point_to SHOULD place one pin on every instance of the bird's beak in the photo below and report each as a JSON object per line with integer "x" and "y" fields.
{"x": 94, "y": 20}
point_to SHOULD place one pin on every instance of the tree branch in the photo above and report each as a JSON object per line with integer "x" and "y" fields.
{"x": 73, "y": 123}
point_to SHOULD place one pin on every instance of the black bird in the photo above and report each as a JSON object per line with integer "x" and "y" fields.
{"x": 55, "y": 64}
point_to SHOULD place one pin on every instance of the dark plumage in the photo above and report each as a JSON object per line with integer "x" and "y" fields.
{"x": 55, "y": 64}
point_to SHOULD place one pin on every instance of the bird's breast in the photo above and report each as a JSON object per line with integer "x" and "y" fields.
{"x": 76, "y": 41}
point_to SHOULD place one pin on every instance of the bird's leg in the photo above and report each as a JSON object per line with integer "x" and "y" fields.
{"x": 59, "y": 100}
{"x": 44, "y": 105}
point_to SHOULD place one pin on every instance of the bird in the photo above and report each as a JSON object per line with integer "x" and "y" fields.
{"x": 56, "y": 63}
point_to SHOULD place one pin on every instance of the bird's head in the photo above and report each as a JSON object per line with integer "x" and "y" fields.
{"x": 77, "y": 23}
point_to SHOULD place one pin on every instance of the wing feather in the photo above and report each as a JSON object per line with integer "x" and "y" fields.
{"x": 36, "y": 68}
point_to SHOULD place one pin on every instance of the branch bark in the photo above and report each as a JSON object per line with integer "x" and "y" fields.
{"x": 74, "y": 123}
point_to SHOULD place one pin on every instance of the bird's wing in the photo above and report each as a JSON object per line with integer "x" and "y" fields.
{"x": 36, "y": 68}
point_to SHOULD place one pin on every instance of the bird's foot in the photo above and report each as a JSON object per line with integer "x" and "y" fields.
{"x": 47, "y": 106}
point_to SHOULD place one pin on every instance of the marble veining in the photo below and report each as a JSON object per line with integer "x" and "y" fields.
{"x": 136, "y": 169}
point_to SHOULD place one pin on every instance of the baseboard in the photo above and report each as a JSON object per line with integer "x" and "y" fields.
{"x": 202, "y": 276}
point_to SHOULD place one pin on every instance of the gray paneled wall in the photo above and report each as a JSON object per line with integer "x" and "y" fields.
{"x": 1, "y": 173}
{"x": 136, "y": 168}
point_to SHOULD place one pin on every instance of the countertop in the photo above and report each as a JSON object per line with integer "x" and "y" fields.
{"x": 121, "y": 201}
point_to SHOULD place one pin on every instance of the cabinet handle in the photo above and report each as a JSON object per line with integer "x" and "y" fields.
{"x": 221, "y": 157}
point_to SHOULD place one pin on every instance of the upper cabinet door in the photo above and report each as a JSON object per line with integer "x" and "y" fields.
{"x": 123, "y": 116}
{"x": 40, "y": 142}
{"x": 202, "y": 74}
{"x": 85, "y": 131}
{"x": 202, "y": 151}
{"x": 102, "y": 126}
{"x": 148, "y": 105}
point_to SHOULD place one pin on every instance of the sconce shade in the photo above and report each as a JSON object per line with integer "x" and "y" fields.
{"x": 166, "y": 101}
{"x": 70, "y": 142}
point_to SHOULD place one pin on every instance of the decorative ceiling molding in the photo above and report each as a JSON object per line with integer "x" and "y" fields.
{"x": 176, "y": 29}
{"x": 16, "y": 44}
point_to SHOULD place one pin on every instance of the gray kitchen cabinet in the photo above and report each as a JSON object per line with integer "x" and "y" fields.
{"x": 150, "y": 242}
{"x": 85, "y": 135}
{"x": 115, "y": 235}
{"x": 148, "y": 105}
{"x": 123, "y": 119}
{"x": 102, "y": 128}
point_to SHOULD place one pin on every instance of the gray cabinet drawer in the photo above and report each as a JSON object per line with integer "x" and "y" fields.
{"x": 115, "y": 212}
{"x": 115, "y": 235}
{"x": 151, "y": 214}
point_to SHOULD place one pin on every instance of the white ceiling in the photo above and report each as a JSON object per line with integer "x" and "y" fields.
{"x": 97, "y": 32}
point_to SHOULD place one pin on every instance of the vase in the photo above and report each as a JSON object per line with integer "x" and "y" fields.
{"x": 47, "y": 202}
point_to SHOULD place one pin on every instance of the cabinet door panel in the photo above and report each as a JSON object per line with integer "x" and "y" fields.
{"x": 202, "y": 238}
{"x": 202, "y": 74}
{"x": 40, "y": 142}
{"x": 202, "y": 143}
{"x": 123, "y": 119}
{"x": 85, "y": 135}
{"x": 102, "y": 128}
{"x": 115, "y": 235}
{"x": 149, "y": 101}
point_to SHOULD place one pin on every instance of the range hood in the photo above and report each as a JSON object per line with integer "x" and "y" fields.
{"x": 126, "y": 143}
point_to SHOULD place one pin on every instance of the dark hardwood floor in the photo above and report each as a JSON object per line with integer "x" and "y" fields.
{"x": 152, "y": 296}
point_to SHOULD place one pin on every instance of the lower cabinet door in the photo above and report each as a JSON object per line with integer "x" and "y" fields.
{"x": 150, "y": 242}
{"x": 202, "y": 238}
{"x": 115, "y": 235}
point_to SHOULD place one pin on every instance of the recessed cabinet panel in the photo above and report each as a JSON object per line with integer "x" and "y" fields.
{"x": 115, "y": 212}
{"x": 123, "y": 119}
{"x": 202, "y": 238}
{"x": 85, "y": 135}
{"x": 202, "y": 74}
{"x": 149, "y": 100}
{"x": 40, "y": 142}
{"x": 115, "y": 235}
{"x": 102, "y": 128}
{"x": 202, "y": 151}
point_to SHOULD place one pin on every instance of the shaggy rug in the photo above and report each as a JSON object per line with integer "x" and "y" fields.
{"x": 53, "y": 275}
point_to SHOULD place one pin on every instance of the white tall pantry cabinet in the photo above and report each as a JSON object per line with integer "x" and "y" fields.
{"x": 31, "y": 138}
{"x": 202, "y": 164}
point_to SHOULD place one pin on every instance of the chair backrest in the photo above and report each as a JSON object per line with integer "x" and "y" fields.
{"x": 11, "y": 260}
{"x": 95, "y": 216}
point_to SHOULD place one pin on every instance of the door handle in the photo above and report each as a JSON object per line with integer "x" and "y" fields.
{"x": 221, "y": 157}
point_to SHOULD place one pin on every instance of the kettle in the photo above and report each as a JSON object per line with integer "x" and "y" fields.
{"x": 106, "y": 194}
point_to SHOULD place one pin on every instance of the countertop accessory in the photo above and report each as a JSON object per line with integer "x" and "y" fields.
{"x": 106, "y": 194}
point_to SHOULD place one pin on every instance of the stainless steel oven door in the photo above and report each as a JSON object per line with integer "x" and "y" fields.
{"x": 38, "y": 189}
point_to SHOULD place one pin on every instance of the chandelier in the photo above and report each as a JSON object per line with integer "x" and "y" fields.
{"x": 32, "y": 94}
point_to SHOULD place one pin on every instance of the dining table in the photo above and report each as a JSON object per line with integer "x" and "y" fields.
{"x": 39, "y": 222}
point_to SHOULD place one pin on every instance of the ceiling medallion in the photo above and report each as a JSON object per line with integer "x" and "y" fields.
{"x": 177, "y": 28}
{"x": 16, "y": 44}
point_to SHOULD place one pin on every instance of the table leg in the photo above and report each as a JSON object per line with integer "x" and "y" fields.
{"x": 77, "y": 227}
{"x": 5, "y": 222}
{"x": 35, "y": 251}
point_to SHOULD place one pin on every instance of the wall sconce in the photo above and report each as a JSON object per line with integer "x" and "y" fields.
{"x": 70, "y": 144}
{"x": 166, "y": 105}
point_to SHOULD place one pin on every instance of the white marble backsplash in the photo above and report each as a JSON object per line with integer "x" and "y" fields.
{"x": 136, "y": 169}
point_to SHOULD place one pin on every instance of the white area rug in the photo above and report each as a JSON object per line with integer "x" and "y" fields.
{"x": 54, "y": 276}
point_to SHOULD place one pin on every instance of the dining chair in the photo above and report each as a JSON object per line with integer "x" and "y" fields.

## [Short exercise]
Repeat, without change, each line of the data above from the one that contains "point_to SHOULD place one pin on every instance of the wall" through the final line, counting both.

## [Task solution]
point_to SHOULD place one pin on every instance of the wall sconce in the photo above and report each as a JSON object per line with integer "x" and "y" fields.
{"x": 70, "y": 144}
{"x": 166, "y": 105}
point_to SHOULD place one pin on every instance of the white marble backsplash in the photo above and report each as a JSON object per line with integer "x" and "y" fields.
{"x": 136, "y": 169}
point_to SHOULD place one pin on every instance of the white area rug in the photo above and report each as a JSON object per line with integer "x" and "y" fields.
{"x": 54, "y": 276}
point_to SHOULD place one pin on every instance of the dining chair in the photo above and report each as a JSON object per line with integer "x" and "y" fields.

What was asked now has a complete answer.